(INSTRUCTIONS FOR THE TASK): Return the data verbatim, starting at the line containing "For this dataset, tag each instance of the gray" and ending at the line containing "157], [511, 271]]". Omit the pictures from your answer.

··· RECORDS PROVIDED

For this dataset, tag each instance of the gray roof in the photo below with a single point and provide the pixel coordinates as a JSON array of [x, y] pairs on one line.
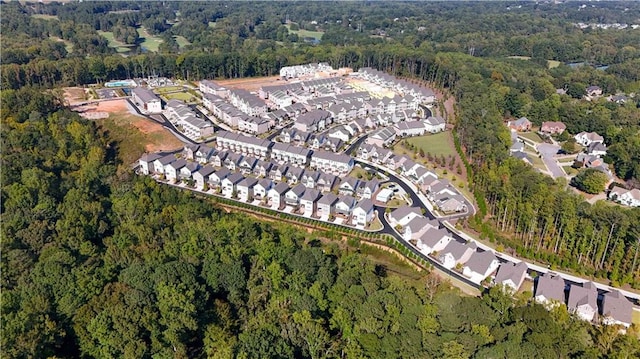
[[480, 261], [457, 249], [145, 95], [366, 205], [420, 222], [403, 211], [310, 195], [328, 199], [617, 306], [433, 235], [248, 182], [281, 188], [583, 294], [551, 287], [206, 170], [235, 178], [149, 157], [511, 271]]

······
··· RECORDS PROVIDED

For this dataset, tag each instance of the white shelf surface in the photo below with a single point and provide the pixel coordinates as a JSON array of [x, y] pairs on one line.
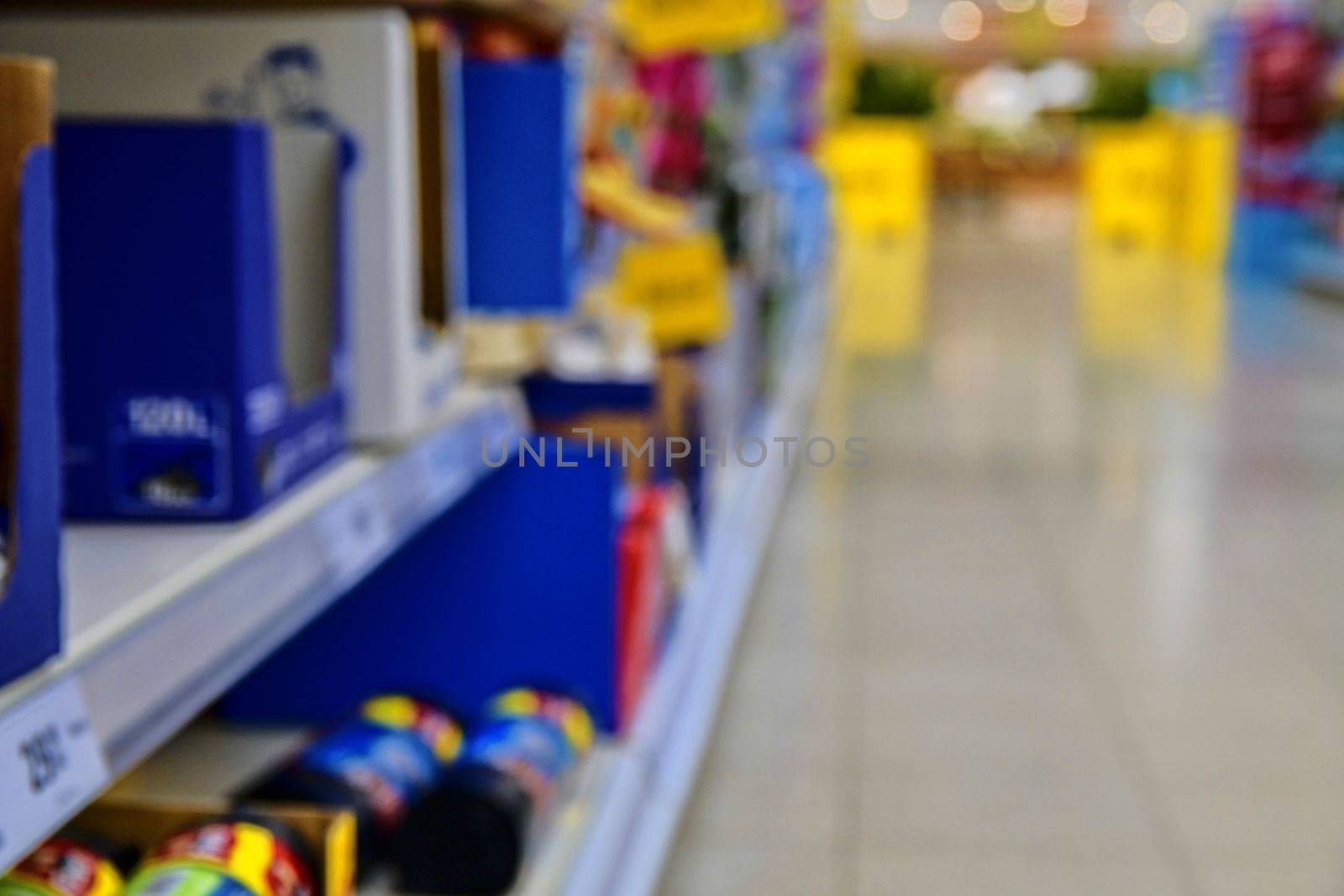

······
··· RECORDS PROVIDED

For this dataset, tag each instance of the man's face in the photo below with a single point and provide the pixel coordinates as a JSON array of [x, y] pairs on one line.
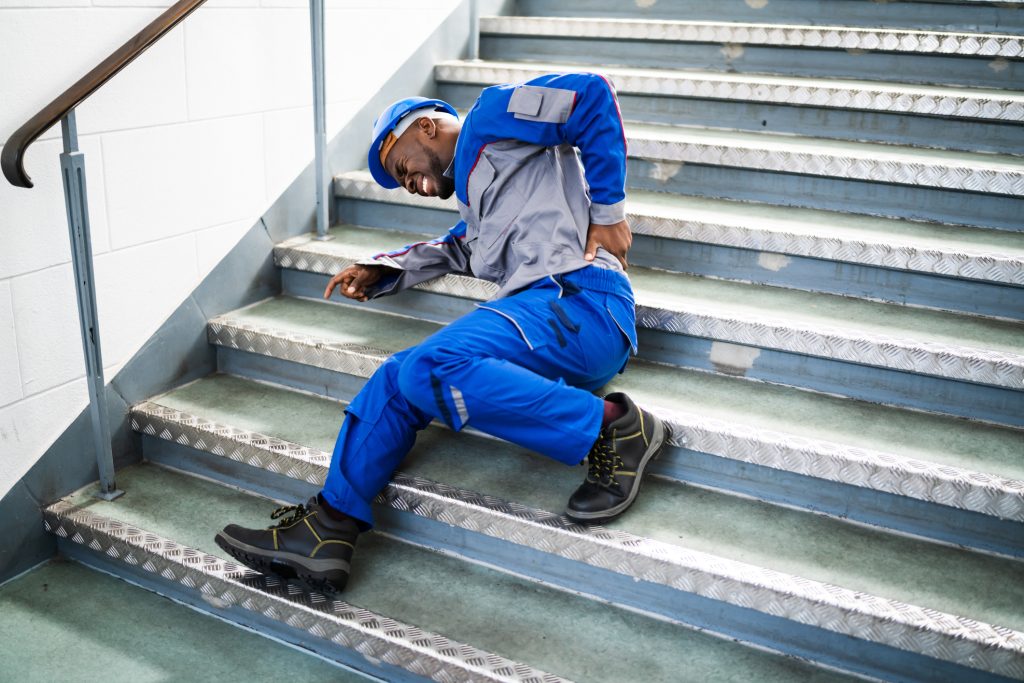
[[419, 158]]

······

(THE SOLUTION):
For this dataset, tag each instance of the gray roof in the photo below with a single point and provide the pixel coordinates as a JSON array of [x, y] pairs on one line.
[[480, 261], [457, 249], [145, 95], [366, 205], [420, 222], [403, 211], [310, 195], [328, 199], [617, 306], [433, 235], [248, 182], [281, 188], [583, 294], [551, 287], [206, 170], [235, 178], [149, 157], [511, 271]]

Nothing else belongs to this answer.